EXERCISE INSTRUCTIONS
Lay out the listing below, from the line with "Would you mind pointing at the dumbbell weight" to the line with "column 50, row 17" (both included), as a two-column CSV with the headers text and answer. Give one row for each text and its answer, put each in one quoted field with line breaks replaced by spaces, and leave out the pictures.

ITEMS
>>>
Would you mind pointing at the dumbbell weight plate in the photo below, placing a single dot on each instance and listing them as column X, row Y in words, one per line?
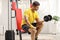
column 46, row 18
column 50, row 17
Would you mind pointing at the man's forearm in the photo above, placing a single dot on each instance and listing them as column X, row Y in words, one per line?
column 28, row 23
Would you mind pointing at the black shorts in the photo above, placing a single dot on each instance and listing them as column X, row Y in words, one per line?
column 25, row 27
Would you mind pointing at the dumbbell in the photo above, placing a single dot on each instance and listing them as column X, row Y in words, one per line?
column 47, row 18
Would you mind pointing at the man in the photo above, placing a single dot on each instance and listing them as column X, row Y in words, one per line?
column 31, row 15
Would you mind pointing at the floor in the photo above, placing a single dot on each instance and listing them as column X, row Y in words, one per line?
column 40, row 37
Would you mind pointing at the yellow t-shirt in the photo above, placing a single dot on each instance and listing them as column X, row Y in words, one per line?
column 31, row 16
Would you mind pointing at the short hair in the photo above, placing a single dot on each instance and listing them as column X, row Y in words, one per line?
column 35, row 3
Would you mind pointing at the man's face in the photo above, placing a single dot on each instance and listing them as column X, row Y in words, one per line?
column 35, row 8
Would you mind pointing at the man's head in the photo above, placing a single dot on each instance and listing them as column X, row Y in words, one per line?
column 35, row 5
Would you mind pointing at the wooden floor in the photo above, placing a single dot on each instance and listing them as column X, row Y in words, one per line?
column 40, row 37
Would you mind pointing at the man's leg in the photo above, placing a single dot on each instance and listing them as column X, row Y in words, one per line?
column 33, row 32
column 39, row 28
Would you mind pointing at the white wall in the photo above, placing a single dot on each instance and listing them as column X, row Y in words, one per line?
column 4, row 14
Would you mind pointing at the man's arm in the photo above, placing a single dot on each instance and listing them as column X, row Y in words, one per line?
<<<
>>>
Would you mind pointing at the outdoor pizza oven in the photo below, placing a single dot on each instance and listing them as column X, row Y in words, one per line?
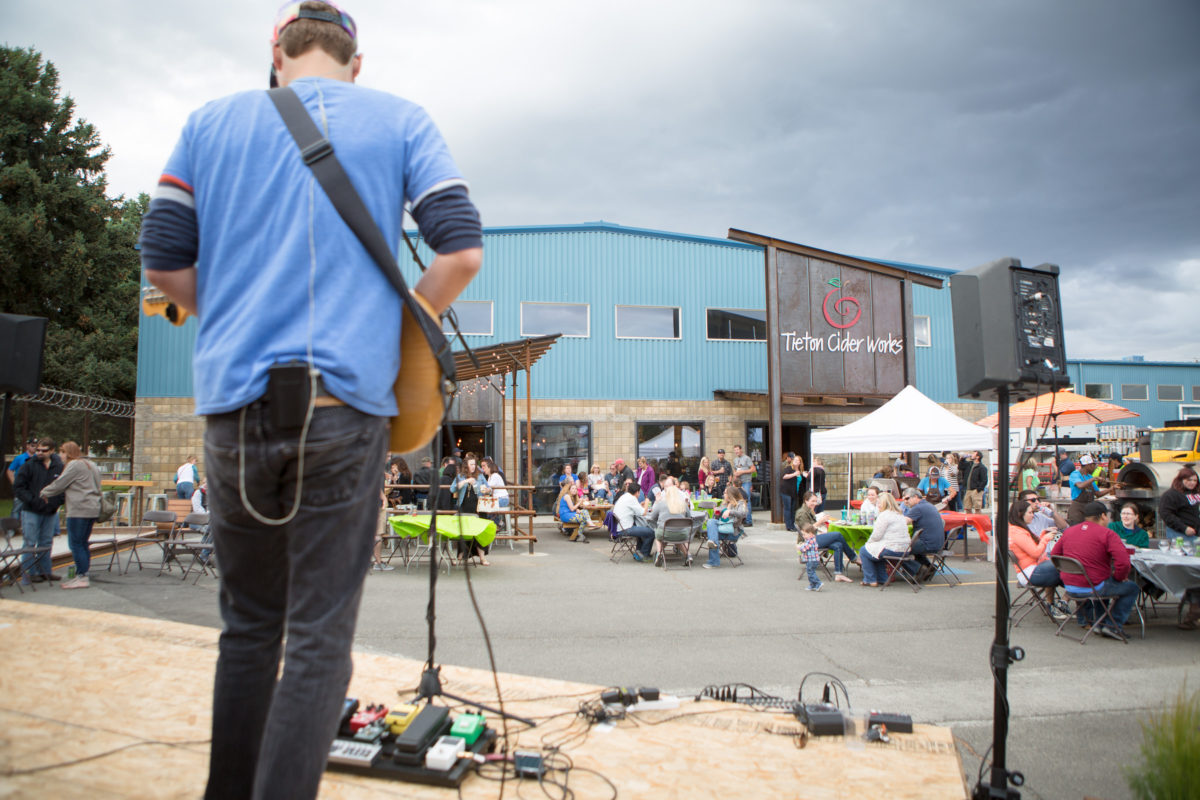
<<<
THE REPLY
text,answer
"Would you mind pointing at the dumbbell weight plate in the photo below, placing a single dot on each instance and listing them as column X, row Y in words, one per line?","column 46, row 18 column 50, row 17"